Task goal: Please turn the entries below, starting at the line containing "Teacher note: locate the green" and ending at the line containing "(1004, 523)", into a Markdown table with the columns Row and Line. Number each row and skip any blank lines.

Entries supplied:
▬▬▬▬▬▬▬▬▬▬

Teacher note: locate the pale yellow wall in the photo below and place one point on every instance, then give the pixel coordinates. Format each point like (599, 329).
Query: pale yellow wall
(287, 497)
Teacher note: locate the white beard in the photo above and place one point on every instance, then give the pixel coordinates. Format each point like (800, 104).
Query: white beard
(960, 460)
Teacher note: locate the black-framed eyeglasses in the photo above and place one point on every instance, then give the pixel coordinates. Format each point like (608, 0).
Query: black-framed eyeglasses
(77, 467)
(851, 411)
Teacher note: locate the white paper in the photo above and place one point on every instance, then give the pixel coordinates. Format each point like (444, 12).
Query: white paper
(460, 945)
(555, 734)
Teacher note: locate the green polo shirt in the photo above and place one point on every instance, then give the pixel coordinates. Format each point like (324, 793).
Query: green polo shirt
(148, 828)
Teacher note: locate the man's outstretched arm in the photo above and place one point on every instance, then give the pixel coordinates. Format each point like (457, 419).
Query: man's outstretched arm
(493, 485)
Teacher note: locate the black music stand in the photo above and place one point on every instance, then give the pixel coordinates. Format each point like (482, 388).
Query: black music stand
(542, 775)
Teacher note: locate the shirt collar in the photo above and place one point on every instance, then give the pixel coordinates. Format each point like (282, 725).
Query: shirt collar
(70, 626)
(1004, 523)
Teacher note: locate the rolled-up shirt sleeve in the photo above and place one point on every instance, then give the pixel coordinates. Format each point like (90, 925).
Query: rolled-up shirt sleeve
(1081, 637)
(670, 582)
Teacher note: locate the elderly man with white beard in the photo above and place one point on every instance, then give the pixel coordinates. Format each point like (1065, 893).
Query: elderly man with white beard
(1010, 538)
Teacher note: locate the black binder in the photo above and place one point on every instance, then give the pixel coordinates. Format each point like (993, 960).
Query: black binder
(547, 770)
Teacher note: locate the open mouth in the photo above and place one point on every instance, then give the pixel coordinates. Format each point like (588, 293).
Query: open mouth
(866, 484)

▬▬▬▬▬▬▬▬▬▬

Solved exercise:
| Row | Line |
|---|---|
| 1 | Teacher note: locate the green polo shirt in the photo above and place one point on every instance, then give the pixel coordinates. Format each point like (324, 793). |
| 2 | Query: green polo shirt |
| 3 | (148, 828) |
| 4 | Teacher note: locate the man's outstretched arm in the photo above and place one point on every instance, then give the pixel coordinates. Format each point like (457, 419). |
| 5 | Query: man's outstretched arm |
| 6 | (493, 485) |
| 7 | Teacher note: locate the black music stand in the photo above and place one point on every instance, then give the pixel coordinates. Format each point like (482, 388). |
| 8 | Query: black music stand |
| 9 | (542, 775) |
| 10 | Teacher note: locate the shirt collar in the photo above and place one point on every instance, then give the pixel coordinates. Format each point like (282, 725). |
| 11 | Query: shirt collar |
| 12 | (70, 626) |
| 13 | (1004, 523) |